# INFORMATION GIVEN
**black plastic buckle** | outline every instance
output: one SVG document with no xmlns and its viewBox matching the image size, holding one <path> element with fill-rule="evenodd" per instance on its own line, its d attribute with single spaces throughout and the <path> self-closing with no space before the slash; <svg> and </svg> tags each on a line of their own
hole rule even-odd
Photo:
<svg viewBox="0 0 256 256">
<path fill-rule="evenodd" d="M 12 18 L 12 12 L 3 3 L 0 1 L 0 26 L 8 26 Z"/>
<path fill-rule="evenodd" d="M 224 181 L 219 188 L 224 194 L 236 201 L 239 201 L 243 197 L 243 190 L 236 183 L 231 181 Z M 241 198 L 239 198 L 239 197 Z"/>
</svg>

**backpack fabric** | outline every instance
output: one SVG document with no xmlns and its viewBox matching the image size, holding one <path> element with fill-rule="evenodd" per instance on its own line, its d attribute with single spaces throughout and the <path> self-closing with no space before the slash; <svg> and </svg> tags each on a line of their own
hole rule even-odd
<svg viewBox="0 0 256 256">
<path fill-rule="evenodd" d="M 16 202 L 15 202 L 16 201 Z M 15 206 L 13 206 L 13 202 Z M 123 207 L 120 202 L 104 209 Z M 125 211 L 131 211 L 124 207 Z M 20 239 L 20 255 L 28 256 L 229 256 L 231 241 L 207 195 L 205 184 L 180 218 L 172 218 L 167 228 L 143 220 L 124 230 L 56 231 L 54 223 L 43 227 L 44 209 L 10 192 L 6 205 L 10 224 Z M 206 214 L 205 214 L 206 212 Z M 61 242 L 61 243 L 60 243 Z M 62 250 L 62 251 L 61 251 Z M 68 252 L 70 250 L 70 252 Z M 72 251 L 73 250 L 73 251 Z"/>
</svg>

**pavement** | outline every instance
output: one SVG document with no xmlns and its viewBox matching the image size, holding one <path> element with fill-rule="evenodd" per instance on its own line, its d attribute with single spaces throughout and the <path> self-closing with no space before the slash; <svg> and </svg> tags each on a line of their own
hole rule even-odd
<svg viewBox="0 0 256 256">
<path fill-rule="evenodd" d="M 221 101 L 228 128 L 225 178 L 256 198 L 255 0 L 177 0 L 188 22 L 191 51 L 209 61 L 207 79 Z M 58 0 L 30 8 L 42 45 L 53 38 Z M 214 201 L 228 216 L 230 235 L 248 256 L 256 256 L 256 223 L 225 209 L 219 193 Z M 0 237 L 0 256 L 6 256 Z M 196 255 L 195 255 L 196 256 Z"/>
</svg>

# WHAT TO DO
Collect each line of the records that contains the string "every", treating uppercase and lowercase letters as distinct.

# WRITTEN ANSWER
**black plastic buckle** | outline every instance
**backpack fabric** | outline every instance
**pavement** | outline every instance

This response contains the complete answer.